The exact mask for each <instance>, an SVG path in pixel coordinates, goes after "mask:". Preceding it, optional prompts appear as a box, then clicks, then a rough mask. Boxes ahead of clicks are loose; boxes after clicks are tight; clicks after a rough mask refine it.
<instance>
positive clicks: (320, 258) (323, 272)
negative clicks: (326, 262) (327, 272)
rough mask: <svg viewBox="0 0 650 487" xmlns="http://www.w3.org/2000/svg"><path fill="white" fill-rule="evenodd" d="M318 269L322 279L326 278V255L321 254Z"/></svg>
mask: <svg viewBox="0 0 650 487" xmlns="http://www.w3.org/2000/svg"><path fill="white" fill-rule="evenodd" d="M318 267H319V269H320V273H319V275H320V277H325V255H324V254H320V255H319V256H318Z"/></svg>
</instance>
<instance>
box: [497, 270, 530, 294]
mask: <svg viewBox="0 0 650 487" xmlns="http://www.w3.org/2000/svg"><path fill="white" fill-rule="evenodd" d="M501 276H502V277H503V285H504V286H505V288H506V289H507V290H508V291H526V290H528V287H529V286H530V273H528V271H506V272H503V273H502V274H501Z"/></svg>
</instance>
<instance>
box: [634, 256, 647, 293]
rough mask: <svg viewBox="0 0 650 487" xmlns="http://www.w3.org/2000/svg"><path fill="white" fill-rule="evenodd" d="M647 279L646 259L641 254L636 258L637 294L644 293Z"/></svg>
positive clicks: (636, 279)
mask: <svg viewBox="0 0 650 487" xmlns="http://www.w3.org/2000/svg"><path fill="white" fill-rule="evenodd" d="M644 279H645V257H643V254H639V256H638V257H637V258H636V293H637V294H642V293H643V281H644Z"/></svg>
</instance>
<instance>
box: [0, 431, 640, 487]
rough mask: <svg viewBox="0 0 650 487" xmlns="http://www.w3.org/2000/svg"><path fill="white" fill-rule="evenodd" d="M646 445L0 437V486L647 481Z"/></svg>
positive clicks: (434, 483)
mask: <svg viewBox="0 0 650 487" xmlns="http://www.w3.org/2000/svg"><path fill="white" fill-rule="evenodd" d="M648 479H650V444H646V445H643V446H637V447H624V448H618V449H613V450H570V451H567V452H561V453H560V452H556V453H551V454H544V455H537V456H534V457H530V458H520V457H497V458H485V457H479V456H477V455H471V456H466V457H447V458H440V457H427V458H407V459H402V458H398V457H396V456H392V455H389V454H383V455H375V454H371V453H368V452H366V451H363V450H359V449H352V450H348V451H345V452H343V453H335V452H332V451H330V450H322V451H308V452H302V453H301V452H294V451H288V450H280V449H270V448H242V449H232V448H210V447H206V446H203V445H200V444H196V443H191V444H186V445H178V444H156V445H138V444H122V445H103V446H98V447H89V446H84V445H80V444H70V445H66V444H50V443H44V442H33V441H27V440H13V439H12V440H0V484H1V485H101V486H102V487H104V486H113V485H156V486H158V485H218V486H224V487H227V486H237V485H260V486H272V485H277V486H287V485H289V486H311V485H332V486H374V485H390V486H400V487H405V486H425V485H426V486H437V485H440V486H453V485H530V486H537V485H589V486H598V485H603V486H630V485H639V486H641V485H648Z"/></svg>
-------------------------
--- WHAT YOU HAVE TO DO ---
Each entry needs to be given again exactly as it stands.

--- SOLUTION BELOW ---
The exact mask for each <instance>, an SVG path in pixel coordinates, goes after "mask:". Preceding it, optional prompts appear as a box, then clicks, then a rough mask. Boxes ahead of clicks are loose; boxes after clicks are tight; clicks after a rough mask refine it.
<instance>
positive clicks: (320, 258) (323, 272)
negative clicks: (326, 262) (327, 272)
rough mask: <svg viewBox="0 0 650 487" xmlns="http://www.w3.org/2000/svg"><path fill="white" fill-rule="evenodd" d="M318 269L322 279L326 278V255L321 254Z"/></svg>
mask: <svg viewBox="0 0 650 487" xmlns="http://www.w3.org/2000/svg"><path fill="white" fill-rule="evenodd" d="M318 267H319V269H320V273H319V275H320V277H325V255H324V254H320V255H319V256H318Z"/></svg>
</instance>
<instance>
box: [497, 270, 530, 294]
mask: <svg viewBox="0 0 650 487" xmlns="http://www.w3.org/2000/svg"><path fill="white" fill-rule="evenodd" d="M501 276H502V277H503V285H504V286H505V288H506V289H507V290H508V291H526V290H528V287H529V286H530V273H528V271H506V272H503V273H502V274H501Z"/></svg>
</instance>
<instance>
box: [634, 256, 647, 293]
rough mask: <svg viewBox="0 0 650 487" xmlns="http://www.w3.org/2000/svg"><path fill="white" fill-rule="evenodd" d="M647 279L646 259L641 254L636 258L637 294L644 293Z"/></svg>
positive clicks: (636, 279)
mask: <svg viewBox="0 0 650 487" xmlns="http://www.w3.org/2000/svg"><path fill="white" fill-rule="evenodd" d="M644 279H645V257H643V254H639V256H638V257H637V258H636V293H637V294H642V293H643V281H644Z"/></svg>
</instance>
<instance>
box: [0, 431, 640, 487]
rough mask: <svg viewBox="0 0 650 487" xmlns="http://www.w3.org/2000/svg"><path fill="white" fill-rule="evenodd" d="M646 445L0 437V486L647 481Z"/></svg>
positive clicks: (434, 483)
mask: <svg viewBox="0 0 650 487" xmlns="http://www.w3.org/2000/svg"><path fill="white" fill-rule="evenodd" d="M648 479H650V444H646V445H643V446H637V447H624V448H618V449H613V450H570V451H567V452H561V453H560V452H556V453H551V454H544V455H537V456H534V457H530V458H520V457H497V458H485V457H479V456H477V455H471V456H466V457H447V458H440V457H427V458H407V459H402V458H398V457H396V456H392V455H389V454H383V455H375V454H371V453H368V452H366V451H363V450H359V449H352V450H348V451H345V452H343V453H335V452H332V451H330V450H322V451H308V452H302V453H301V452H294V451H288V450H280V449H270V448H242V449H232V448H210V447H206V446H203V445H200V444H196V443H191V444H186V445H178V444H156V445H138V444H122V445H103V446H98V447H89V446H84V445H80V444H70V445H66V444H50V443H44V442H33V441H27V440H13V439H12V440H0V484H1V485H101V486H102V487H104V486H113V485H156V486H158V485H218V486H224V487H227V486H237V485H260V486H272V485H277V486H287V485H289V486H311V485H332V486H374V485H390V486H400V487H405V486H425V485H426V486H437V485H440V486H453V485H530V486H537V485H589V486H598V485H603V486H630V485H639V486H641V485H648Z"/></svg>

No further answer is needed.